What the task requires –
The entries need to be copied exactly.

Information given –
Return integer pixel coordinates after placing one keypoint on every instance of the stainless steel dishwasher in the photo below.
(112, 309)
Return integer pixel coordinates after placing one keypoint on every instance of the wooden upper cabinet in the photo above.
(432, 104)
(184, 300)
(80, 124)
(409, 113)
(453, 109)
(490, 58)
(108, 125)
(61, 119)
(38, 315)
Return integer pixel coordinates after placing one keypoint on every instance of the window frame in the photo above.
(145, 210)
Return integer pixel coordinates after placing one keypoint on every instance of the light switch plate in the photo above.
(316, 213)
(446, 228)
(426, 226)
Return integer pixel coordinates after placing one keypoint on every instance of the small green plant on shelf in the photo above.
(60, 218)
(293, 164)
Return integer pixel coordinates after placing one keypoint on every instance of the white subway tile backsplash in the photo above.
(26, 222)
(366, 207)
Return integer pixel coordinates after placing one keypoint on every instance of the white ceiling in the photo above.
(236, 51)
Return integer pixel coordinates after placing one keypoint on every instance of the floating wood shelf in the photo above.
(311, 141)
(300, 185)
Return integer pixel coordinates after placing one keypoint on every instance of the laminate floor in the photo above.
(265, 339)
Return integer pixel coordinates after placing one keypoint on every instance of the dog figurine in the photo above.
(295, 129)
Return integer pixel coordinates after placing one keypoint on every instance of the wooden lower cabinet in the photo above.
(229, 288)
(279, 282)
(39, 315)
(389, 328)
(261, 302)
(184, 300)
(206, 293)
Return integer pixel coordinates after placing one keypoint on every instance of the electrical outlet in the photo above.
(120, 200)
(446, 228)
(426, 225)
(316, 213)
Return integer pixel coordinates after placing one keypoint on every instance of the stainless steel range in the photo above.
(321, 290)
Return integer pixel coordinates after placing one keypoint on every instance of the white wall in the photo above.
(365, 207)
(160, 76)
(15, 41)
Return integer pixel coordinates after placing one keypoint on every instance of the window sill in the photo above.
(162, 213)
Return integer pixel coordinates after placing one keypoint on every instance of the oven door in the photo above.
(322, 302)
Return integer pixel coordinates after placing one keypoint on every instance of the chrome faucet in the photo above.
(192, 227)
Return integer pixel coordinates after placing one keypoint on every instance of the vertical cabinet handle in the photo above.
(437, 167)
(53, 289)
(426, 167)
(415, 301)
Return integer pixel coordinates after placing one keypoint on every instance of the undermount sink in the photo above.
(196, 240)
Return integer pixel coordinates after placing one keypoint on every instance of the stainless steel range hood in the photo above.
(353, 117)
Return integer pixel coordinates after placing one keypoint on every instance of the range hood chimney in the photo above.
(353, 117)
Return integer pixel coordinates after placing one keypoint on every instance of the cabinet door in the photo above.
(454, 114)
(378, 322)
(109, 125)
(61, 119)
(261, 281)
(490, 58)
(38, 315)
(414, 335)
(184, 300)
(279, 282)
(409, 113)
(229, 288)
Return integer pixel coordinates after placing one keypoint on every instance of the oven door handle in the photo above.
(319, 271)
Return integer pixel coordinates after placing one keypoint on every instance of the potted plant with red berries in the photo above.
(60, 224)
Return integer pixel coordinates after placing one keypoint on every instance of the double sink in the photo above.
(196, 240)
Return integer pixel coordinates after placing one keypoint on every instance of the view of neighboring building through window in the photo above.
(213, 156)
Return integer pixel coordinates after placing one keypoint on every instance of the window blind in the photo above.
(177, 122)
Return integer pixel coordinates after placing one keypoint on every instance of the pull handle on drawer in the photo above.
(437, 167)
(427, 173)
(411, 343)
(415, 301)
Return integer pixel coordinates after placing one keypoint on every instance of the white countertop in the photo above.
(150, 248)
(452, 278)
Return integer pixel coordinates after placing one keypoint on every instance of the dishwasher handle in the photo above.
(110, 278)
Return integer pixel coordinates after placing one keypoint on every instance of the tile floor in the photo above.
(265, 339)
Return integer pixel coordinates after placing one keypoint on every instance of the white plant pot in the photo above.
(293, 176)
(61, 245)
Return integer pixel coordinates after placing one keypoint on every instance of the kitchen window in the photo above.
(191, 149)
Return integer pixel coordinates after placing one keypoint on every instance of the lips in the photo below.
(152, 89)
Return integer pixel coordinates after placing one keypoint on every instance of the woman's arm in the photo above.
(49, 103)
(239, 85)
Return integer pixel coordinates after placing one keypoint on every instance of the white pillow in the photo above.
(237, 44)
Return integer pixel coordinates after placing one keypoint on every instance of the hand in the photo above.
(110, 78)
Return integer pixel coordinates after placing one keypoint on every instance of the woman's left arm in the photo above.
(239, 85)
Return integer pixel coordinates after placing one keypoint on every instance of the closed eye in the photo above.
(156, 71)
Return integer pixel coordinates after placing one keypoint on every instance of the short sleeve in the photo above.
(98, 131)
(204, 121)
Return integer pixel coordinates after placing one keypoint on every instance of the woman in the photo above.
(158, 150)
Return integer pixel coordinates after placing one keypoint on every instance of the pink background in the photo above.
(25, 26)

Result –
Return integer pixel coordinates after placing one keypoint on every instance of the stainless steel dishwasher in the photo below.
(112, 309)
Return integer pixel coordinates after placing one keypoint on every instance of the wooden upper cabinet in the photo above.
(432, 104)
(184, 300)
(80, 124)
(409, 113)
(453, 109)
(490, 58)
(108, 125)
(61, 119)
(38, 315)
Return integer pixel coordinates after placing one keypoint on every instance of the window frame in the photo above.
(145, 210)
Return integer pixel coordinates after placing one keypoint on every instance of the light switch plate in the photo above.
(316, 213)
(446, 228)
(426, 226)
Return integer pixel coordinates after placing one keypoint on every instance of the small green plant on shelf in the photo above.
(60, 218)
(293, 164)
Return integer pixel coordinates after placing one keypoint on every instance of the white subway tile backsplash in the photo above.
(26, 222)
(366, 207)
Return integer pixel coordinates after placing one keypoint on every instance of the white ceiling in the photo above.
(236, 51)
Return integer pixel coordinates after placing one keypoint on every instance of the floating wood shelf in the photo above.
(311, 141)
(300, 185)
Return integer pixel coordinates after placing one keypoint on every instance of the laminate floor in the photo above.
(265, 339)
Return integer pixel coordinates after placing one keypoint on every instance of the dog figurine in the photo above.
(295, 129)
Return integer pixel coordinates after placing one keypoint on every instance of the wooden lower cabinet in the photo above.
(229, 288)
(279, 282)
(39, 315)
(389, 328)
(261, 302)
(184, 300)
(206, 293)
Return integer pixel coordinates after placing one keypoint on every instance of the electrical outlet in the photo above.
(120, 200)
(446, 228)
(426, 225)
(316, 213)
Return integer pixel coordinates after placing one keypoint on every instance of the stainless steel range in the photo above.
(321, 290)
Return integer pixel coordinates after placing one keypoint on every instance of the white wall in the photo above.
(365, 207)
(160, 76)
(15, 41)
Return integer pixel coordinates after placing one keypoint on every instance of the window sill in the photo above.
(162, 213)
Return integer pixel coordinates after placing one keypoint on every instance of the oven door in the photo above.
(322, 302)
Return integer pixel coordinates after placing one keypoint on every instance of the chrome faucet in the photo above.
(192, 227)
Return integer pixel coordinates after placing one keypoint on every instance of the vertical cabinet handle in the photo above.
(437, 167)
(53, 289)
(426, 167)
(415, 301)
Return integer pixel coordinates after placing one keypoint on every instance of the undermount sink in the photo above.
(196, 240)
Return integer pixel coordinates after placing one keypoint on every instance of the stainless steel range hood in the photo above.
(353, 117)
Return integer pixel coordinates after placing one keypoint on every instance of the range hood chimney in the photo above.
(353, 117)
Return integer pixel coordinates after placing one keypoint on every instance of the cabinet door in the photo above.
(454, 114)
(378, 322)
(109, 125)
(61, 119)
(261, 281)
(490, 58)
(38, 315)
(414, 335)
(184, 300)
(279, 282)
(409, 113)
(229, 288)
Return integer pixel coordinates after placing one keypoint on every instance of the oven door handle in the photo above.
(319, 271)
Return integer pixel coordinates after placing one keypoint on every instance of the potted plant with red berries in the photo above.
(60, 224)
Return integer pixel coordinates after placing one keypoint on every instance of the double sink in the photo above.
(196, 240)
Return integer pixel coordinates after placing one keypoint on every instance of the view of neighboring building through window in the photo above.
(213, 156)
Return integer pixel coordinates after placing one keypoint on every instance of the window blind in the photo above.
(177, 122)
Return integer pixel coordinates after placing one keypoint on every instance of the pull handle on drawer in the photo above.
(437, 167)
(427, 173)
(411, 343)
(415, 301)
Return integer pixel coordinates after placing one keypoint on every instance of the white countertop in the photo above.
(150, 248)
(452, 278)
Return integer pixel coordinates after placing one keypoint on every instance of the dishwasher handle in the photo above.
(110, 278)
Return integer pixel coordinates after placing one keypoint on every instance of the tile floor in the photo above.
(265, 339)
Return integer pixel coordinates after placing one keypoint on every instance of the white plant pot in the photo above.
(293, 176)
(61, 245)
Return integer pixel coordinates after placing one keypoint on every instance of the kitchen window in the photo above.
(191, 149)
Return integer pixel coordinates after placing one keypoint on every instance of the lips in the photo below.
(152, 89)
Return integer pixel coordinates after placing one keypoint on every instance of the woman's arm in the photo above.
(49, 103)
(239, 85)
Return integer pixel coordinates after placing one keypoint on every instance of the white pillow in the photo above.
(237, 44)
Return integer pixel coordinates after placing one keypoint on every instance of the hand in the photo above.
(110, 78)
Return integer pixel coordinates after placing one keypoint on every instance of the woman's left arm in the photo above.
(239, 85)
Return integer pixel coordinates after placing one keypoint on every instance of the closed eye in the photo above.
(156, 71)
Return integer pixel coordinates after placing one keypoint on every instance of the short sleeve in the photo above.
(98, 131)
(204, 121)
Return integer pixel coordinates after placing one keypoint on every instance of the woman in the photo above.
(158, 150)
Return integer pixel coordinates after placing one keypoint on every instance of the pink background in the photo above.
(25, 26)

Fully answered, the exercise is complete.